Coreference resolution refers to the task of identifying all the expressions in a text that refer to the same entity, such as pronouns, nouns, or noun phrases, and linking them to their referring entity. This post, inspired by a real world problem, describes a few challenges and explores a few approaches, along with code snippets.

First, a simple example. Given the text “John Smith lives in Singapore. He has a 2-year-old golden retriever”, the coreference resolution would identify that “He” refers to “John Smith”.

The Challenges

Real World Challenges

Listing a few challenges observed in real world publications.

Real World Challenge #1

(RWC1 was extracted from [#6])

On November 3, 1992, Clinton was elected the 42nd president of the United States, and the following year Hillary Clinton became the first lady. In 2013, he won the Presidential Medal of Freedom.

Challenge (for the model) : “he” refers to “Clinton” or “Hillary Clinton”?

Real World Challenge #2

(RWC2 was extracted from this news article published by The Straits Times)

While it is normal for defendants charged with felonies to be handcuffed – as former Trump Organisation chief financial officer Allen Weisselberg was in 2021 – one of Trump’s lawyers, Mr Joseph Tacopina, has said he does not expect that to occur.

Challenge (for the model) : “he” refers to “Joseph Tacopina”, “Trump” or “Allen Weisselberg”?

Real World Challenge #3

(RWC3 was extracted from this news article published by The Straits Times)

Mr Li, who was then the Shanghai chief, said PM Lee had gone to great lengths to discuss “people’s well-being and how to deliver tangible benefits to the people”. “I was impressed by our conversation. You also talked about cultural diversity and inclusiveness,” he told PM Lee.

Challenge (for the model) : “he” refers to “PM Lee” or “Mr Li”? “I” refers to “Mr Li” or “PM Lee”?

▸ Exercises
a - In the coreference resolution post, reproduce the stretch from "(RWC3 was extracted" through "told PM Lee.", replacing "cultural diversity" with "economic cooperation".
b - Continue the coreference resolution post from the point where it stops.

▸ Data lines
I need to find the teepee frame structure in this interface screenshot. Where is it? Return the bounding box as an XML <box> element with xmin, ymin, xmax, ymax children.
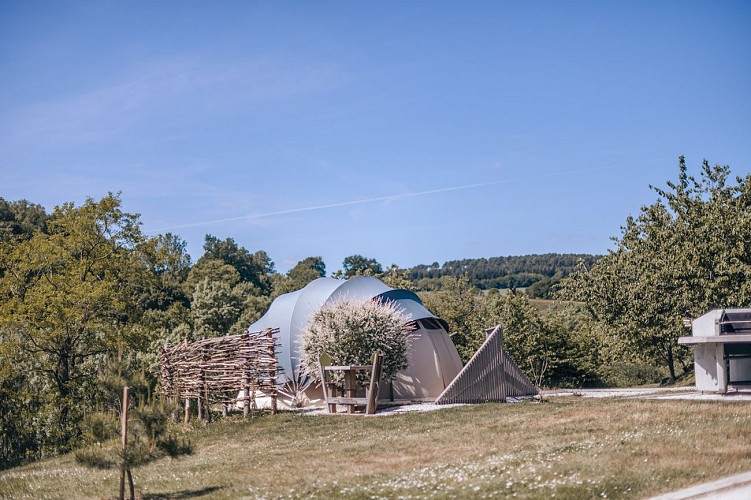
<box><xmin>435</xmin><ymin>325</ymin><xmax>537</xmax><ymax>405</ymax></box>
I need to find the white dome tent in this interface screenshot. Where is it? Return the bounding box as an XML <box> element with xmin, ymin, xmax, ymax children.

▸ Task-by-task results
a -
(RWC3 was extracted from this news article published by The Straits Times)

Mr Li, who was then the Shanghai chief, said PM Lee had gone to great lengths to discuss “people’s well-being and how to deliver tangible benefits to the people”. “I was impressed by our conversation. You also talked about economic cooperation and inclusiveness,” he told PM Lee.

b -
Winograd Schema Challenge

The Winograd Schema Challenge (WSC) is a test that assesses a system’s capability to perform common sense reasoning. It also serves as an alternative to the Turing Test. A Winograd schema is a set of two sentences that have only one or two different words, but a highly ambiguous pronoun. The pronoun has different meanings in the two sentences, and it requires commonsense knowledge to resolve it correctly. The examples were created to be easy for humans to solve but challenging for machines, as they need to understand the text’s context and the situation it describes on a deeper level.

A few of Winograd Schema (from [#8]) :

WSC02 : “The trophy does not fit into the brown suitcase because it is too large.”

Question asked : What is too large? the trophy or the suitcase? visualize this

WSC06 : “The delivery truck zoomed by the school bus because it was going so slow.”

Question asked : What was going so slow? the delivery truck or the school bus? visualize this

WSC10 : “John couldn’t see the stage with Billy in front of him because he is so tall.”

Question asked : Who is so short? John or Billy

A Few Approaches

Over the years, various approaches have been proposed to improve the performance of coreference resolution. These include:

  • Rule-based approaches:
    • Use a set of hand-crafted rules to identify and cluster mentions in a text.
    • Eimple and interpretable, but may not generalize well to new datasets.
  • Mention-ranking approaches:
    • Use machine learning techniques to rank candidate antecedents for each mention based on their features. Features may include syntactic, semantic, and discourse-level information. The highest-ranking antecedent is then selected as the final antecedent.
    • Effective, but can be computationally expensive.
  • Entity-based approaches:
    • Use named entity recognition (NER) (and other approaches) to identify and cluster mentions that refer to the same entity.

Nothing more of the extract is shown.